> **Exercise**
Print nothing except the line holding "Where can you spot the suit" and the lines that come after it in the material below, and leave the pictures out.

> **Records shown**
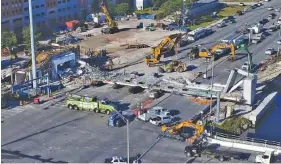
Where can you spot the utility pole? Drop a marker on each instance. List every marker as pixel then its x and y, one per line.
pixel 32 46
pixel 212 82
pixel 128 137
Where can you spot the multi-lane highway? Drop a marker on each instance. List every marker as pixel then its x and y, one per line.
pixel 58 134
pixel 222 70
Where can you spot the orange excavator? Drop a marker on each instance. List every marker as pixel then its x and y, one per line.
pixel 154 57
pixel 184 131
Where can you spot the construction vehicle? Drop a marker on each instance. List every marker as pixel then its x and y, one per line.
pixel 175 65
pixel 146 115
pixel 112 25
pixel 154 57
pixel 116 120
pixel 218 50
pixel 89 103
pixel 182 130
pixel 194 53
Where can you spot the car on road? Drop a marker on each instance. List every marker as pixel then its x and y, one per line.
pixel 115 160
pixel 161 120
pixel 269 51
pixel 245 66
pixel 241 4
pixel 221 25
pixel 270 8
pixel 239 12
pixel 263 21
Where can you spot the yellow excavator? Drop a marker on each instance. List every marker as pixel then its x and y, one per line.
pixel 182 130
pixel 112 25
pixel 154 57
pixel 218 50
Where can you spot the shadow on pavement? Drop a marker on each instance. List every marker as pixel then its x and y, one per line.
pixel 8 154
pixel 42 131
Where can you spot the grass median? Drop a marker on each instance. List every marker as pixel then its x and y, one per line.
pixel 225 12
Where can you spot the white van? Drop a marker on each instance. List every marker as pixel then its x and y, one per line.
pixel 266 158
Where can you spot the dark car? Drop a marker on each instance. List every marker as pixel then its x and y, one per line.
pixel 239 12
pixel 230 18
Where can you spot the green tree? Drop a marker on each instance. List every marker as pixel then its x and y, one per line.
pixel 111 8
pixel 8 39
pixel 26 37
pixel 157 3
pixel 122 9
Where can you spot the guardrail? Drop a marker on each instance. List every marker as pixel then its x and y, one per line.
pixel 247 140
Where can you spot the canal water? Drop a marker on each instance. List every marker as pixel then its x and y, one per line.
pixel 270 127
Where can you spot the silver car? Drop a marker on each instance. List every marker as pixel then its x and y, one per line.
pixel 269 51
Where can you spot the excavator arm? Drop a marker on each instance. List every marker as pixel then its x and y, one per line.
pixel 154 58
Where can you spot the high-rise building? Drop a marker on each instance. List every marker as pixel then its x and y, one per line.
pixel 47 14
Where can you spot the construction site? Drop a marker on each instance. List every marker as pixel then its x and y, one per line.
pixel 137 89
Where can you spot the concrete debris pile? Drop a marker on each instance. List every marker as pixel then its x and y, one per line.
pixel 67 39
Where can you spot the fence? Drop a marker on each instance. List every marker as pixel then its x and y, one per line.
pixel 247 140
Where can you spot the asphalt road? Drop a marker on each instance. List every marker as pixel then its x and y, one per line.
pixel 57 134
pixel 222 66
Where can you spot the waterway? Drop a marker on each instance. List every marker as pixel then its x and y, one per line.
pixel 270 127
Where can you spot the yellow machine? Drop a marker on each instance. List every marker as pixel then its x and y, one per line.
pixel 214 51
pixel 154 57
pixel 177 131
pixel 112 25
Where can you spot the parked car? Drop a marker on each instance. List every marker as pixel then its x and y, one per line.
pixel 115 160
pixel 221 25
pixel 245 66
pixel 239 12
pixel 161 120
pixel 270 8
pixel 269 51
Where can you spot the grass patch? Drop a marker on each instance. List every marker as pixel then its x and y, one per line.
pixel 235 125
pixel 243 1
pixel 148 11
pixel 225 12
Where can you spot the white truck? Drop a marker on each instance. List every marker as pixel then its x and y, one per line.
pixel 256 29
pixel 161 120
pixel 256 38
pixel 266 158
pixel 152 113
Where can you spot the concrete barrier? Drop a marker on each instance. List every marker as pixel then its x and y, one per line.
pixel 264 106
pixel 245 145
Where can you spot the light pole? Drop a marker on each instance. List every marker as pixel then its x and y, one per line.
pixel 32 45
pixel 128 139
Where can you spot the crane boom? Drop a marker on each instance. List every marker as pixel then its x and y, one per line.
pixel 154 58
pixel 112 25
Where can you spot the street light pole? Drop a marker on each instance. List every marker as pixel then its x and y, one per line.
pixel 32 45
pixel 128 139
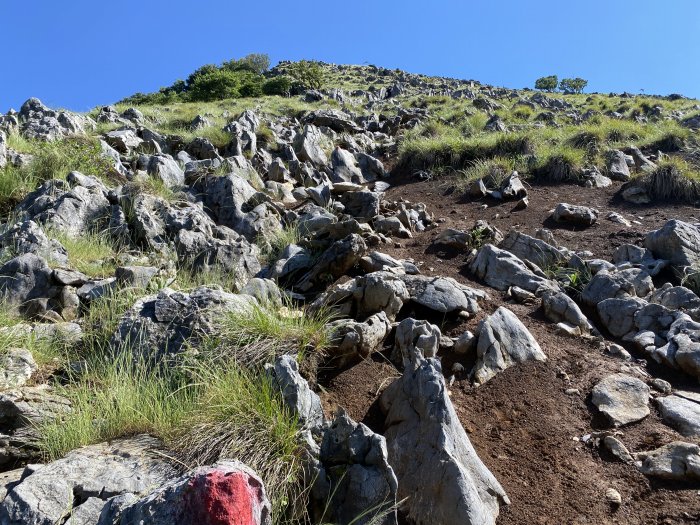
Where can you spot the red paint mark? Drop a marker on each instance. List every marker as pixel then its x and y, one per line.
pixel 220 498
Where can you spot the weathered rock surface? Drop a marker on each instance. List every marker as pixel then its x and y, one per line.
pixel 501 269
pixel 439 473
pixel 503 342
pixel 676 461
pixel 48 494
pixel 623 399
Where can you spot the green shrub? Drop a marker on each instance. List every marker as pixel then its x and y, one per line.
pixel 547 83
pixel 280 85
pixel 306 74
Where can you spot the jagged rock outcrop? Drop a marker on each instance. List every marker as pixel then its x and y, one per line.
pixel 438 470
pixel 503 341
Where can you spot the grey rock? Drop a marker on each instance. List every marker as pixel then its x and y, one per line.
pixel 677 242
pixel 676 461
pixel 504 341
pixel 123 140
pixel 361 481
pixel 579 215
pixel 558 307
pixel 308 145
pixel 531 249
pixel 353 341
pixel 16 368
pixel 440 475
pixel 623 399
pixel 335 261
pixel 443 294
pixel 24 278
pixel 632 282
pixel 681 413
pixel 160 325
pixel 299 398
pixel 501 269
pixel 617 168
pixel 45 495
pixel 415 340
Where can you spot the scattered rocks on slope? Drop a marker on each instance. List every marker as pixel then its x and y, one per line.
pixel 578 215
pixel 503 341
pixel 678 461
pixel 623 399
pixel 438 470
pixel 51 493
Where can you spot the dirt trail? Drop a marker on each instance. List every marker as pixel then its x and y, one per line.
pixel 523 423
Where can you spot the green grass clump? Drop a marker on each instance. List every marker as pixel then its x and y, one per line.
pixel 91 253
pixel 239 414
pixel 272 244
pixel 265 331
pixel 672 180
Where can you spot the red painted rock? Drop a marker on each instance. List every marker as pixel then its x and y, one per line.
pixel 229 493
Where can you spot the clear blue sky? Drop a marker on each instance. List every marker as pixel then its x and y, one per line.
pixel 79 54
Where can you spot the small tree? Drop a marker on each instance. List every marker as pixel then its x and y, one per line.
pixel 256 63
pixel 306 74
pixel 547 83
pixel 572 85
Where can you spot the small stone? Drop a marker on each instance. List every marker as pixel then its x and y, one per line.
pixel 613 496
pixel 661 385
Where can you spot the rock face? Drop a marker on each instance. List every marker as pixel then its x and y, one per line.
pixel 50 493
pixel 579 215
pixel 362 483
pixel 501 269
pixel 503 342
pixel 228 492
pixel 437 468
pixel 681 413
pixel 676 461
pixel 622 399
pixel 677 242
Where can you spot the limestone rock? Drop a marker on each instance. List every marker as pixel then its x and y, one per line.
pixel 623 399
pixel 503 342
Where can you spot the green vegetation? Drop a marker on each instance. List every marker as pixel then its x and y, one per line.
pixel 50 160
pixel 90 253
pixel 548 83
pixel 573 85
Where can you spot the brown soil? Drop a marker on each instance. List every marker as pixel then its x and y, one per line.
pixel 522 423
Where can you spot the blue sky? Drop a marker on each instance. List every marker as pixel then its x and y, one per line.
pixel 79 54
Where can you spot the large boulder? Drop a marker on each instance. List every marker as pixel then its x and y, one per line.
pixel 52 493
pixel 501 269
pixel 677 461
pixel 24 278
pixel 441 479
pixel 531 249
pixel 308 145
pixel 345 168
pixel 503 341
pixel 632 282
pixel 681 411
pixel 161 325
pixel 623 399
pixel 228 492
pixel 578 215
pixel 74 206
pixel 41 123
pixel 233 202
pixel 677 242
pixel 443 294
pixel 361 482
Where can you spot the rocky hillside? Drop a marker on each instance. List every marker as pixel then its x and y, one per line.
pixel 392 299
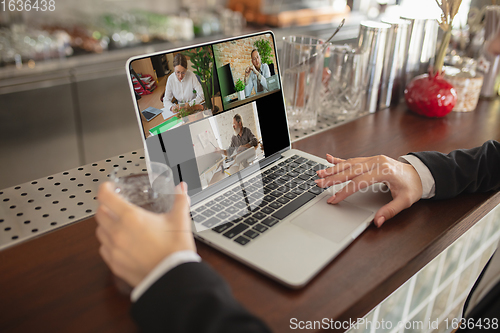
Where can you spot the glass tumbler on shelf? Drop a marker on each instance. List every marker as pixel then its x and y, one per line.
pixel 345 88
pixel 302 66
pixel 153 190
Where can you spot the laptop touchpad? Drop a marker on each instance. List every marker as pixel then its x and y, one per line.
pixel 333 222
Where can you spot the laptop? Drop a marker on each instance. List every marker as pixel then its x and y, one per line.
pixel 261 207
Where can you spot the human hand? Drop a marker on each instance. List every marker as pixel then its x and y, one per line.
pixel 248 70
pixel 401 178
pixel 134 240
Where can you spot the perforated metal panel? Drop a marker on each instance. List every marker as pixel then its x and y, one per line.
pixel 36 207
pixel 31 209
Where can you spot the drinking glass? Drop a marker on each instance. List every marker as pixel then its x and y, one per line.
pixel 302 67
pixel 153 190
pixel 345 88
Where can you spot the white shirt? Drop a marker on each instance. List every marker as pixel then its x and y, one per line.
pixel 489 280
pixel 183 90
pixel 253 79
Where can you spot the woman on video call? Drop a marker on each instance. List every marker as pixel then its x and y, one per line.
pixel 256 75
pixel 184 86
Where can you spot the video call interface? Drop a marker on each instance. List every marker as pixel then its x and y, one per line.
pixel 210 112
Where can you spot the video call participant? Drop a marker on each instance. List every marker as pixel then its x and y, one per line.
pixel 256 75
pixel 184 86
pixel 242 139
pixel 176 292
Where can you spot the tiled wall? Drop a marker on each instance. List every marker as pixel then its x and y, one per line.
pixel 432 300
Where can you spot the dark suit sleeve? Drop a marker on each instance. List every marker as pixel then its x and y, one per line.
pixel 192 298
pixel 464 170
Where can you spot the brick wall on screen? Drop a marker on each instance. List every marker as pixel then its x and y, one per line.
pixel 237 53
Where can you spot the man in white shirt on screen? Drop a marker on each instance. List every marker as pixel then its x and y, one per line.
pixel 183 85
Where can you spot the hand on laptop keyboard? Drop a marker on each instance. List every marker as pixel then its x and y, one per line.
pixel 401 178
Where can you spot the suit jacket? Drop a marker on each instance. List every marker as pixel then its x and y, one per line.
pixel 193 298
pixel 469 170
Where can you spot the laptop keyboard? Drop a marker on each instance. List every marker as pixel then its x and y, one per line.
pixel 247 211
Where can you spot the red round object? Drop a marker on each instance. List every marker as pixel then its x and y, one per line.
pixel 430 95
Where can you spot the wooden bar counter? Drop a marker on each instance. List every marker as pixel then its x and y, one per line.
pixel 58 282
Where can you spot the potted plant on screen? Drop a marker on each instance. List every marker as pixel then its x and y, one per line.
pixel 240 89
pixel 203 66
pixel 265 50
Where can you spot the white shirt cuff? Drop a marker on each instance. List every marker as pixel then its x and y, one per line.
pixel 161 269
pixel 428 183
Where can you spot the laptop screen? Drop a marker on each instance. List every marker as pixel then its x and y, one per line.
pixel 220 106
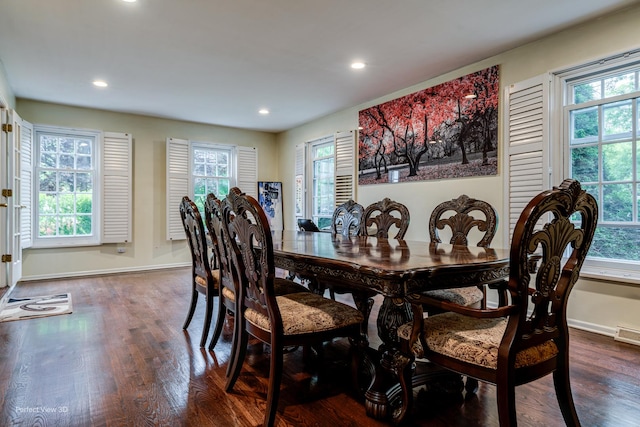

> **Expected answer**
Where can you spot the suit jacket? Drop a marker on each instance. List every marker as pixel then its x and y, one per line.
pixel 193 298
pixel 469 170
Where can you spot the laptop keyboard? Drop a marker on each instance. List every marker as pixel then its x and y, one per line.
pixel 247 211
Where can you spot the red round object? Drop a marker on each instance. List every marker as pixel then its x and y, one per line.
pixel 430 95
Where can you spot the wooden bar counter? Drop a marker on each instance. List every marker as pixel then its x and y, one per line.
pixel 58 282
Where can you spot the potted plant on screen? Drop a marker on each instance. List every marker as pixel then its x and y, one per line.
pixel 240 89
pixel 203 66
pixel 265 50
Where can you spot the white shirt cuff? Drop a marker on each instance. List every marker as pixel then its x and y, one per line.
pixel 161 269
pixel 428 183
Where can you spot the laptop screen? Drop a marker on each instance. List every marker as pixel then its x and y, one per line.
pixel 220 106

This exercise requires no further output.